STATED GOAL:
Give every line of the material below as a numbered list, skipping blank lines and leaving the pictures out.

Records:
========================================
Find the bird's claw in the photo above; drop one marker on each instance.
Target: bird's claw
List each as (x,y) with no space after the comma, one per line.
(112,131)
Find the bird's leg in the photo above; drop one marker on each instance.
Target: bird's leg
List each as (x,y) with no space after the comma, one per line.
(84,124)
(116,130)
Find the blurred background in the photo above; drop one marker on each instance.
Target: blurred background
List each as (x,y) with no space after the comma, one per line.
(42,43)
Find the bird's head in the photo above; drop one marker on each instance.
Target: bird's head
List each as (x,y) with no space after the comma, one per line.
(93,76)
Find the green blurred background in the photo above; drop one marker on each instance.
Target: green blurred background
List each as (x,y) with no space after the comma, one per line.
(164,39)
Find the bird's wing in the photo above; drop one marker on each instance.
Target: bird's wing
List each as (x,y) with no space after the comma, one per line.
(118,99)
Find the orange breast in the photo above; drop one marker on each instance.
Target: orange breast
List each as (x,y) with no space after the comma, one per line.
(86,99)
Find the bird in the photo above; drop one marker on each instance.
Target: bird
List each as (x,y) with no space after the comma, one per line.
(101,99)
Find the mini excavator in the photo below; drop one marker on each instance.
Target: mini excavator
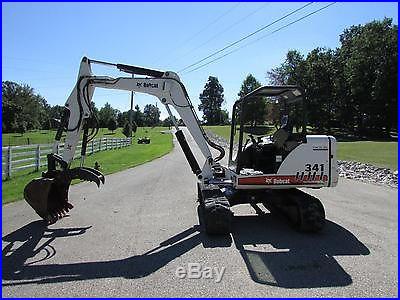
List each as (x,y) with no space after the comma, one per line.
(271,156)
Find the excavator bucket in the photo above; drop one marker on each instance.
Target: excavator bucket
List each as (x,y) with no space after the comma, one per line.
(48,195)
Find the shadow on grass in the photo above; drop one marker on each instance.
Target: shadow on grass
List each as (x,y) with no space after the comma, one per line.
(294,260)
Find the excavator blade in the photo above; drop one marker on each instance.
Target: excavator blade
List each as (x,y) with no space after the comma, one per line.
(48,195)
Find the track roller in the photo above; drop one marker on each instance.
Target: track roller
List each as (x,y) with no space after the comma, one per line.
(303,211)
(216,210)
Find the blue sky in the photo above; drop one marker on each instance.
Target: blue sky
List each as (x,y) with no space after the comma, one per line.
(43,42)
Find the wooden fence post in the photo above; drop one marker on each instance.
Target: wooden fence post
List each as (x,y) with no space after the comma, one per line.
(37,157)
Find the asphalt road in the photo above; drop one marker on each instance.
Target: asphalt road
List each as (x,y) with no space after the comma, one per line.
(130,237)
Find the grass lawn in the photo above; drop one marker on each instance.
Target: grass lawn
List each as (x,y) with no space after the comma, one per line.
(382,154)
(110,161)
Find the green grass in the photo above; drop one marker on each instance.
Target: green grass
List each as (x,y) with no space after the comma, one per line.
(110,161)
(382,154)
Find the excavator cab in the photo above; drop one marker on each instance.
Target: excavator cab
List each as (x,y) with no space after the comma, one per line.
(267,125)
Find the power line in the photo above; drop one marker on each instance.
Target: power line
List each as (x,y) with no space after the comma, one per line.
(203,29)
(220,32)
(245,37)
(264,36)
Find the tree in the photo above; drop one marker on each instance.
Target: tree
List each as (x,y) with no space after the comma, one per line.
(151,115)
(254,111)
(127,130)
(112,125)
(319,73)
(291,71)
(368,58)
(211,100)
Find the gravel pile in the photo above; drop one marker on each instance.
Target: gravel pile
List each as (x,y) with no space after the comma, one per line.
(367,173)
(347,169)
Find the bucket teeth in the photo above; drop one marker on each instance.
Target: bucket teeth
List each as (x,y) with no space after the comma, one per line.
(48,195)
(87,174)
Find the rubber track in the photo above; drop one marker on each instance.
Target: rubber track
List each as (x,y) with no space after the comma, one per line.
(216,210)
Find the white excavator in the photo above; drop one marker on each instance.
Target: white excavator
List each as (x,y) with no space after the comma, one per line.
(270,155)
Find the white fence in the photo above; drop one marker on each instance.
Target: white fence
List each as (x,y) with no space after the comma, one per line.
(17,158)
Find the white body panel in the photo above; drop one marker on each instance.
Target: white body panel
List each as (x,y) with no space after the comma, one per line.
(311,164)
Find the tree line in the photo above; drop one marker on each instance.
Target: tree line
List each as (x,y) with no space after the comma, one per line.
(23,109)
(352,88)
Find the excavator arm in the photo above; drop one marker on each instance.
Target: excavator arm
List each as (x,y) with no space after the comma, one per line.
(48,195)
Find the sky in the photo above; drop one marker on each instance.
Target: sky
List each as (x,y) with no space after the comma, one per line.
========================================
SOLUTION:
1. Find the bird's claw in the photo above; drop one marker on each instance.
2. Target: bird's claw
3. List each as (x,y) with no space after the comma, one per line.
4. (112,131)
5. Find the bird's leg in the photo above; drop one marker on each instance.
6. Target: bird's leg
7. List each as (x,y) with no space after the comma, one per line.
8. (84,124)
9. (116,130)
10. Find the blurred background in the photo above; drop one marker on each instance.
11. Target: blurred background
12. List each as (x,y) with no space after the comma, one per line.
13. (42,43)
14. Find the bird's head in the photo above; drop one marker on each instance.
15. Target: bird's head
16. List each as (x,y) with no space after the comma, one per line.
17. (93,76)
18. Find the green blurred background in the photo above; drop one marker on each instance.
19. Target: green blurred background
20. List each as (x,y) with no space after the comma, one per line.
21. (164,39)
22. Find the bird's wing in the photo above; drop one marker on each instance.
23. Target: bird's wing
24. List each as (x,y) with no space after the comma, one per line.
25. (118,99)
26. Find the orange breast in the photo above; drop one marker on each instance.
27. Target: orange breast
28. List each as (x,y) with no space after the comma, one per line.
29. (86,99)
30. Find the bird in the photo above; drop one marker on each instance.
31. Target: bird
32. List each as (x,y) with no space after the comma, one per line.
33. (101,99)
34. Find the mini excavator in the photo below; drop one marker on each instance.
35. Target: mini excavator
36. List each as (x,y) with no space after the comma, one per line.
37. (271,156)
38. Find the excavator bucket in the photo above; drop one marker on each instance.
39. Target: excavator bucket
40. List each as (x,y) with no space after the comma, one per line.
41. (48,195)
42. Find the shadow on grass in the photo above; drop one marker on each instance.
43. Target: shadow on grass
44. List each as (x,y) with no space after the comma, one per line.
45. (294,260)
46. Find the excavator blade in the photo above; drop one marker on each instance.
47. Target: excavator blade
48. List each as (x,y) with no space after the comma, one per line.
49. (48,195)
50. Find the track roller in the photo above; drop one marker on each instance.
51. Target: track roller
52. List each as (x,y) with no space after the comma, one per line.
53. (303,211)
54. (216,210)
55. Find the blue sky in the photo above; drop one marker on each instance.
56. Target: blue sky
57. List each as (x,y) with no space after the comma, one per line.
58. (43,42)
59. Find the wooden fence post in the photo above; drop one marker on each instance.
60. Target: wooden fence post
61. List each as (x,y) with no space after the comma, one per line.
62. (37,157)
63. Find the asphalt road in the photo above; drop one marker on each instance.
64. Target: asphalt road
65. List each as (x,y) with no space after the comma, one per line.
66. (130,237)
67. Find the grass lawn in the photo above; drop one marker on each instance.
68. Target: grass lawn
69. List each as (x,y) with no space after the comma, one per line.
70. (382,154)
71. (110,161)
72. Find the green grass in the photo above; drop one marker on each instance.
73. Target: green grass
74. List each as (x,y) with no space after the comma, one per line.
75. (110,161)
76. (382,154)
77. Find the excavator cab in the photo above; drop one marker on each instance.
78. Target: excavator cab
79. List each as (x,y) with no space after the comma, one per line.
80. (267,125)
81. Find the power line in the photo above; drop one marker on each instance.
82. Target: power line
83. List each as (x,y) with no space after the comma, one per line.
84. (203,29)
85. (220,32)
86. (245,37)
87. (264,36)
88. Find the tree in the photo above; drop one marker on each instance.
89. Target: tree
90. List each as (x,y) with no space after the comma, one per line.
91. (151,115)
92. (254,111)
93. (127,130)
94. (112,125)
95. (319,73)
96. (291,71)
97. (368,58)
98. (211,100)
99. Find the gravel pile in the photo above; drop one marker on each instance.
100. Target: gravel pile
101. List each as (x,y) with no space after the comma, one per line.
102. (367,173)
103. (347,169)
104. Find the bucket teeth in the photo above; drop one marker on each instance.
105. Target: bucket teeth
106. List each as (x,y) with no space after the comma, one per line.
107. (48,195)
108. (87,174)
109. Find the rubber track in the photo above; drop one marker on each instance.
110. Target: rubber track
111. List each as (x,y) with no space after the comma, one per line.
112. (216,210)
113. Find the white excavator in the photo above; drop one marker on each instance.
114. Target: white excavator
115. List each as (x,y) with no space after the comma, one per line.
116. (270,155)
117. Find the white fence in the photo above; drop one marker on each instance.
118. Target: white fence
119. List each as (x,y) with no space after the comma, one per line.
120. (17,158)
121. Find the white body panel in the photo above; drop one marker on each instance.
122. Target: white body panel
123. List each as (x,y) with no space after the comma, one per line.
124. (311,164)
125. Find the tree line in the photo above; drop one marker on each instance.
126. Target: tree line
127. List each as (x,y) with no space after the comma, one per line.
128. (23,109)
129. (352,88)
130. Find the excavator arm in the photo above; drop one marker on each instance.
131. Target: excavator arm
132. List each as (x,y) with no space after the comma, one per line.
133. (48,195)
134. Find the sky in the photo above; drop one marker on each instance.
135. Target: sky
136. List each as (x,y) with no space after the comma, one per line.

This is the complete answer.